> **YANG PERLU DIKERJAKAN**
1. Menurut tulisan tentang puasa, apa sebutan untuk mekanisme berpuasa pada tumbuhan?
2. Sambung tulisan tentang puasa, dimulai tepat setelah kalimat terakhirnya.

Oleh : Akhmad Muwafik Saleh*
Setiap mahkluk hidup apabila ingin menaikkan kualitas dirinya, selalu melalui mekanisme puasa. Perhatikan ulat, disaat ingin merubah dirinya menjadi lebih baik, dia melakukan puasa dengan menjadi kepompong. Ular disaat ingin merubah kulitnya, juga melalui mekanisme puasa. Bahkan beberapa hewan seperti kura-kura, katak, beruang dan lain sebagainya, apabila ingin lebih bisa bertahan dalam cuaca ekstrem mereka berpuasa dengan melakukan hibernasi. Yaitu dengan cara tidak makan dan minum guna menghemat energi, terutama selama musim dingin saat terjadi kelangkaan makanan, membakar cadangan energi, lemak tubuh, dengan perlahan.
Tumbuhan juga memiliki mekanisme berpuasa yang disebut dormansi, di mana biji tidak selalu tumbuh alami dan membutuhkan lingkungan yang tepat untuk mulai berkecambah. Selama dormansi, metabolisme diperlambat dan biji mengandalkan cadangan pada keping biji/kotiledon.
Demikian pula dengan manusia. Dahulu, seseorang jika ingin memiliki kesaktian yang mandraguna, mereka melakukan puasa dengan cara bersemedi di tempat-tempat tersembunyi dan menahan makan minum selama proses tersebut. Setelah sekian lama melakukan laku yang demikian, dapatlah dipastikan mereka akan memiliki kesaktian yang hebat.

> **Data anotasi berbasis titik**
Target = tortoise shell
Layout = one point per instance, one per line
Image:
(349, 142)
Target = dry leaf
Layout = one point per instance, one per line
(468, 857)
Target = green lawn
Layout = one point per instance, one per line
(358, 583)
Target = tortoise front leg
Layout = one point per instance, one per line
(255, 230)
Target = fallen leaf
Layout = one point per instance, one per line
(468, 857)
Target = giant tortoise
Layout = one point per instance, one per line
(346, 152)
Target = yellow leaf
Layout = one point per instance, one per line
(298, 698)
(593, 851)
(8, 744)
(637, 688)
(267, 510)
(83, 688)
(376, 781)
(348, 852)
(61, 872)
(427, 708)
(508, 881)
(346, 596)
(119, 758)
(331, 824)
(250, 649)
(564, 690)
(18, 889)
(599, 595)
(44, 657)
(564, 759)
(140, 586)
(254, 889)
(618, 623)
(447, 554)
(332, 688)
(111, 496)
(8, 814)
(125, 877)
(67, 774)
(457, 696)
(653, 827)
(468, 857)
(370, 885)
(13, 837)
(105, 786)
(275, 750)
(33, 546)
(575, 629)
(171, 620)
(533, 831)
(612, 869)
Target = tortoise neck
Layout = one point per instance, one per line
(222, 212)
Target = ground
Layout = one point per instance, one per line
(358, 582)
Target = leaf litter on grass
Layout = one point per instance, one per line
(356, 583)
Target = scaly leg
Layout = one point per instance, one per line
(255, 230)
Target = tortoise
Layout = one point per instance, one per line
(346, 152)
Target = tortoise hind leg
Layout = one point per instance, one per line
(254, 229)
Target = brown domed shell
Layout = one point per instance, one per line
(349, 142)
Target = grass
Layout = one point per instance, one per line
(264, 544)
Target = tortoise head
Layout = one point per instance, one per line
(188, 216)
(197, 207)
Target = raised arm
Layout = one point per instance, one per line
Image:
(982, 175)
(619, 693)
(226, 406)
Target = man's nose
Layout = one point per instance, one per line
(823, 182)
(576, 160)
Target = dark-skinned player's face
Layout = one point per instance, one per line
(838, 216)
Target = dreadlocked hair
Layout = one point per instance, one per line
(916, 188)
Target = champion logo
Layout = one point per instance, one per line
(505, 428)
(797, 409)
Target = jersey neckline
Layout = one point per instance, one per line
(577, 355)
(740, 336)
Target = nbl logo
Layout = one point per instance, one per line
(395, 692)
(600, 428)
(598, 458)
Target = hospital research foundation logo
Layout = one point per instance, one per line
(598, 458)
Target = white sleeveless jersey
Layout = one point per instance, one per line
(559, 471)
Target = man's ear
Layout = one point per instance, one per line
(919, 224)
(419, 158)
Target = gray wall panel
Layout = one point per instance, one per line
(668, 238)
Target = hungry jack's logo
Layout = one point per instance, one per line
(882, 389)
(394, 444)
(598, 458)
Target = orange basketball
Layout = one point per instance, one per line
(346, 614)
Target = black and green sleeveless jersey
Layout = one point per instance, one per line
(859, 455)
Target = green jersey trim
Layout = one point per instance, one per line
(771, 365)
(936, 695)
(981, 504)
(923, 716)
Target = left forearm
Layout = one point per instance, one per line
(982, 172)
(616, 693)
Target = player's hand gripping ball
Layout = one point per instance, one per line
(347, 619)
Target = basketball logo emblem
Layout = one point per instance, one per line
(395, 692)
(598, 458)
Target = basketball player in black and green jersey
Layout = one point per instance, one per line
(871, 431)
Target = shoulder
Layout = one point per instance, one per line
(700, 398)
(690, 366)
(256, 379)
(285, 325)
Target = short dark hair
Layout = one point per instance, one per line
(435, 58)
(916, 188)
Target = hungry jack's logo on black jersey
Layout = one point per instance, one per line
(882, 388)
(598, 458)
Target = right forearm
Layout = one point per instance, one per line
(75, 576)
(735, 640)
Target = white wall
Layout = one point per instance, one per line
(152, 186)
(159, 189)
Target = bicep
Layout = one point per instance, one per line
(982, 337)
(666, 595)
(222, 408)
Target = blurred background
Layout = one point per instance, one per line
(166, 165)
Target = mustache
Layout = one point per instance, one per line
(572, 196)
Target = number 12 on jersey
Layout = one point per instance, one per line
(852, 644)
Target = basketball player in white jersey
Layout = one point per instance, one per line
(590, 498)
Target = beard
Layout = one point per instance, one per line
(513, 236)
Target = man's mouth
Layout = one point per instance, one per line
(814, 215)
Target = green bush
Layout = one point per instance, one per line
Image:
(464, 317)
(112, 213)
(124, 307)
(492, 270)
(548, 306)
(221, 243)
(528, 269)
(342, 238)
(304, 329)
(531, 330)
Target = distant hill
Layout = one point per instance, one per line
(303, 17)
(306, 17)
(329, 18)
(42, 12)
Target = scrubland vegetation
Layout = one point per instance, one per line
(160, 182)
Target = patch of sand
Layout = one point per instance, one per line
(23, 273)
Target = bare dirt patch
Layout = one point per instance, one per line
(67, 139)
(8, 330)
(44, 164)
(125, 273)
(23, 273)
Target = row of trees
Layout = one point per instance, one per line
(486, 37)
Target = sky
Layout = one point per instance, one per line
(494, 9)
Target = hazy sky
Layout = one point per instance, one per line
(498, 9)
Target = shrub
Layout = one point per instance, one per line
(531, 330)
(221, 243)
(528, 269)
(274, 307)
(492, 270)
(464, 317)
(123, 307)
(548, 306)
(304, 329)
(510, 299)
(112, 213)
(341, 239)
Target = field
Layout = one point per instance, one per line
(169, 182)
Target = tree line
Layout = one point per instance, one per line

> **HASIL TIAP TUGAS**
1. Mekanisme itu disebut dormansi.

2.
Allah Subhanahu Wa Ta’ala sang pencipta kehidupan telah menjadikan puasa sebagai mekanisme peningkatan kualitas diri makhluk hidup dengan berbagai caranya sendiri-sendiri. Puasa Ramadan semenjak awal telah dicanangkan oleh Allah sebagai mekanisme itu sehingga menjadi Amaliah wajib ada setiap generasi demi generasi umat-umat sebelum umat Muhammad. Hal ini terungkap dari firman Allah tentang kewajiban puasa
يَٰٓأَيُّهَا ٱلَّذِينَ ءَامَنُواْ كُتِبَ عَلَيۡكُمُ ٱلصِّيَامُ كَمَا كُتِبَ عَلَى ٱلَّذِينَ مِن قَبۡلِكُمۡ لَعَلَّكُمۡ تَتَّقُونَ
[Surat Al-Baqarah: 183]
Wahai orang-orang yang beriman! Diwajibkan atas kamu berpuasa sebagaimana diwajibkan atas orang sebelum kamu agar kamu bertakwa,
Berdasarkan firman nya ini Allah memberikan isyarat bahwa Puncak kualitas dari seorang diri manusia adalah Taqwa. Hal ini juga ditegaskan dalam firman Allah :
يَٰٓأَيُّهَا ٱلنَّاسُ إِنَّا خَلَقۡنَٰكُم مِّن ذَكَرٖ وَأُنثَىٰ وَجَعَلۡنَٰكُمۡ شُعُوبٗا وَقَبَآئِلَ لِتَعَارَفُوٓاْۚ إِنَّ أَكۡرَمَكُمۡ عِندَ ٱللَّهِ أَتۡقَىٰكُمۡۚ إِنَّ ٱللَّهَ عَلِيمٌ خَبِيرٞ
[Surat Al-Hujurat: 13]
Wahai manusia! Sungguh, Kami telah menciptakan kamu dari seorang laki-laki dan seorang perempuan, kemudian Kami jadikan kamu berbangsa-bangsa dan bersuku-suku agar kamu saling mengenal. Sesungguhnya yang paling mulia di antara kamu di sisi Allah ialah orang yang paling bertakwa. Sungguh, Allah Maha Mengetahui, Mahateliti.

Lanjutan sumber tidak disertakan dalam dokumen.